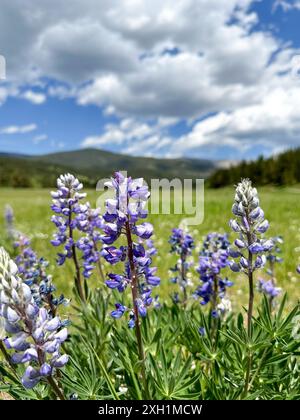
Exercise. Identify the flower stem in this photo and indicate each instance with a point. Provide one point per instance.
(183, 279)
(214, 306)
(7, 357)
(55, 388)
(134, 290)
(249, 313)
(99, 265)
(75, 259)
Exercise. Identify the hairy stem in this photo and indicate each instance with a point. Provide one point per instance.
(249, 314)
(214, 306)
(134, 291)
(183, 279)
(75, 260)
(58, 392)
(7, 357)
(99, 264)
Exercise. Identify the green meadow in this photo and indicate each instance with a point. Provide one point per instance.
(281, 206)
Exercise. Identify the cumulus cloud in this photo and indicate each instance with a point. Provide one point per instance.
(153, 64)
(39, 138)
(34, 97)
(18, 129)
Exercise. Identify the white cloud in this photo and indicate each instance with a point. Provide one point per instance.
(39, 138)
(34, 97)
(119, 57)
(286, 6)
(18, 129)
(134, 137)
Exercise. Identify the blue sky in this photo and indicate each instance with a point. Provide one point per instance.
(211, 79)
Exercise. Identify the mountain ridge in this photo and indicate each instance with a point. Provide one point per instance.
(93, 164)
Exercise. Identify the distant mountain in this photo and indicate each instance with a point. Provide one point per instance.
(93, 164)
(282, 169)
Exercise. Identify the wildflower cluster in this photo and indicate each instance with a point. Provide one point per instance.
(33, 271)
(182, 245)
(212, 260)
(34, 334)
(121, 218)
(73, 215)
(268, 287)
(9, 222)
(250, 224)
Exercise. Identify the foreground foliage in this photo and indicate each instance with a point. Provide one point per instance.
(192, 347)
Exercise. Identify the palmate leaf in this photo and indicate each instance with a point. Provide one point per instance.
(173, 377)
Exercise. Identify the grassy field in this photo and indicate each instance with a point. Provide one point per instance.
(281, 206)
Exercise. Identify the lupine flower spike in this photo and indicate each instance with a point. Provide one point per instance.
(250, 224)
(268, 287)
(122, 215)
(34, 335)
(66, 205)
(33, 272)
(9, 222)
(181, 244)
(213, 259)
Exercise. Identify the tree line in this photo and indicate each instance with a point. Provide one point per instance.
(283, 169)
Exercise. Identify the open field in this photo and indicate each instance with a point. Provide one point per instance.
(281, 206)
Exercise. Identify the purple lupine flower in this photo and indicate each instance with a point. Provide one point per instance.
(251, 222)
(35, 335)
(122, 215)
(70, 215)
(90, 223)
(268, 288)
(250, 218)
(9, 222)
(212, 260)
(33, 272)
(182, 245)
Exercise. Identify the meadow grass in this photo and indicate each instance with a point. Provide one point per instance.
(281, 206)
* * *
__TASK TO CARRY OUT__
Reproduce word for word the part of the material above that opens with the line containing "Exercise. Identify the meadow" and continues through the end of the material.

__EXPECTED ANSWER__
Exercise. Identify the meadow grass in this photo and indicate each instance with a point. Provide one point per instance.
(281, 206)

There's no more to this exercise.